#### [What to do]
From the records below, please return each line that holds the word "tree".

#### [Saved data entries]
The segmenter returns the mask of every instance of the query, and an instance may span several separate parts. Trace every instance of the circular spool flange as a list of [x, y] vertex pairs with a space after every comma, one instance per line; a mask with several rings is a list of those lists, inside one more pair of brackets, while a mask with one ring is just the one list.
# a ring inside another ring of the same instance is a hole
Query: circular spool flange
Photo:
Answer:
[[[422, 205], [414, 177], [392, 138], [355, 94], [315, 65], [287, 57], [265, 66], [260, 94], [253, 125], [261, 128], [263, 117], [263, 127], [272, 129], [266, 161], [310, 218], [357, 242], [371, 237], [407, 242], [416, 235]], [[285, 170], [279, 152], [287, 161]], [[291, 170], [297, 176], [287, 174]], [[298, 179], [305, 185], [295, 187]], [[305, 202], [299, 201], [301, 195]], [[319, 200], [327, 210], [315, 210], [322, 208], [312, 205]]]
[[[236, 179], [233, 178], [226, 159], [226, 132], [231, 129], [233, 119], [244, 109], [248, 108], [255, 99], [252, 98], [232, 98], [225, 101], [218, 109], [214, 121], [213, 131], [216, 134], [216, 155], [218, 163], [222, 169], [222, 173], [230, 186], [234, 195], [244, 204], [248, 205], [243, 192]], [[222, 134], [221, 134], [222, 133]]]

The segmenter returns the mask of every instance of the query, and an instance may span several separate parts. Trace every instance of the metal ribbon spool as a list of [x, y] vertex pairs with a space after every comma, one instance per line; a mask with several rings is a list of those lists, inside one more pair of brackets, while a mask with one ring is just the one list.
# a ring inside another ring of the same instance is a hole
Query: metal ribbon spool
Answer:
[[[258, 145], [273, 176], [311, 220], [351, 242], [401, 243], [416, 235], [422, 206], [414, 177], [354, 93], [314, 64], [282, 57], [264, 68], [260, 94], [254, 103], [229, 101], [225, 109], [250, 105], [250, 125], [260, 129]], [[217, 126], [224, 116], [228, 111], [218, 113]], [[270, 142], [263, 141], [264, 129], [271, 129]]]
...
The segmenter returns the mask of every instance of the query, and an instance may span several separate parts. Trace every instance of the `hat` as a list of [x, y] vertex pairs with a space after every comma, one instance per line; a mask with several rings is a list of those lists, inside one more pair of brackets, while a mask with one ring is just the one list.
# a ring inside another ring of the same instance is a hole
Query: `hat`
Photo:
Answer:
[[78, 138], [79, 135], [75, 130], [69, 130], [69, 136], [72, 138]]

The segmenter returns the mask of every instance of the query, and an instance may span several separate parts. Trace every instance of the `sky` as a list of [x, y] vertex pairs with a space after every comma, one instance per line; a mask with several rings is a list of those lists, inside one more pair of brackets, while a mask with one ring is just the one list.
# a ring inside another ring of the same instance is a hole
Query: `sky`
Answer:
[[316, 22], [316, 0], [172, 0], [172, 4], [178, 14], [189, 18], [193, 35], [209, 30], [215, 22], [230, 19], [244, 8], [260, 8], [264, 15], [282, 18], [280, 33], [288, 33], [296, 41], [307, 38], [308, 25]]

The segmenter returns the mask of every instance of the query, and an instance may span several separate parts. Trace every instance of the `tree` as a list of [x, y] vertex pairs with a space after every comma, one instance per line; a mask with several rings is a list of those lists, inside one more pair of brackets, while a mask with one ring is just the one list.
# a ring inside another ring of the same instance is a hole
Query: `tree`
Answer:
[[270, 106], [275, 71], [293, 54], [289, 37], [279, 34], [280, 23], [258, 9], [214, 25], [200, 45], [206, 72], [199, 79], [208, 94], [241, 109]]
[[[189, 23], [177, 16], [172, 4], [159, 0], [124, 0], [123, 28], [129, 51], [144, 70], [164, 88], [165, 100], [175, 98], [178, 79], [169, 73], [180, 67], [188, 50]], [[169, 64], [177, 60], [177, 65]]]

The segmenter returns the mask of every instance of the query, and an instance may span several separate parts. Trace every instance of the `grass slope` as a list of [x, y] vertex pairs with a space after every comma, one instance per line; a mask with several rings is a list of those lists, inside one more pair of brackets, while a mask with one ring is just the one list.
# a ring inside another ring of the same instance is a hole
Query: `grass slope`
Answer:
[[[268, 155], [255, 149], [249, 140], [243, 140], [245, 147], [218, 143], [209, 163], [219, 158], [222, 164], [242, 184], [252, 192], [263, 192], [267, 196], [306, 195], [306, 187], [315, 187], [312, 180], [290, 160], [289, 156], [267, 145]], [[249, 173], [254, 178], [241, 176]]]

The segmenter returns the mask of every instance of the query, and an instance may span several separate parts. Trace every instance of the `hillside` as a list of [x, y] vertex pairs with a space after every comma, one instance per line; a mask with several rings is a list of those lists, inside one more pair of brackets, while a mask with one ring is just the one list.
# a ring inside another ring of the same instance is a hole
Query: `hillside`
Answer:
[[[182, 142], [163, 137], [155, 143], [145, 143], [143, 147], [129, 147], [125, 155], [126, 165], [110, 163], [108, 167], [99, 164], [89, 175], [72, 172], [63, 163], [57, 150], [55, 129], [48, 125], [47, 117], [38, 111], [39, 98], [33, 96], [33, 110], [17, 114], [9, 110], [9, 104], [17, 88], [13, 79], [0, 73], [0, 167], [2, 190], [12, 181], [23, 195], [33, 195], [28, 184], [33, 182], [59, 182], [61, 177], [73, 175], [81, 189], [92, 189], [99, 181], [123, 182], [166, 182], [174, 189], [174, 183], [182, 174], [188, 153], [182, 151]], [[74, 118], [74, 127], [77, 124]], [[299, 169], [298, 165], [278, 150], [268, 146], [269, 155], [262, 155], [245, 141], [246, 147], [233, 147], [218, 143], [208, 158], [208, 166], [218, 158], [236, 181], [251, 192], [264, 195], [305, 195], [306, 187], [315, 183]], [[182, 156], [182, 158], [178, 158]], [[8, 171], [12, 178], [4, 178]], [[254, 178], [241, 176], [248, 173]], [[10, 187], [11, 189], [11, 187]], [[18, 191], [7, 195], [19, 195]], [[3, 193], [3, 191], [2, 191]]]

#### [Your response]
The segmenter returns the mask of every instance of the query, and an instance may span several separate parts. Trace every instance of the `tree` as a list of [x, y] vertex pairs with a space after every comma, one instance per line; a mask with several rings is a list of those lists, inside one more pair of brackets, while a mask with one ring is just the one list.
Query: `tree`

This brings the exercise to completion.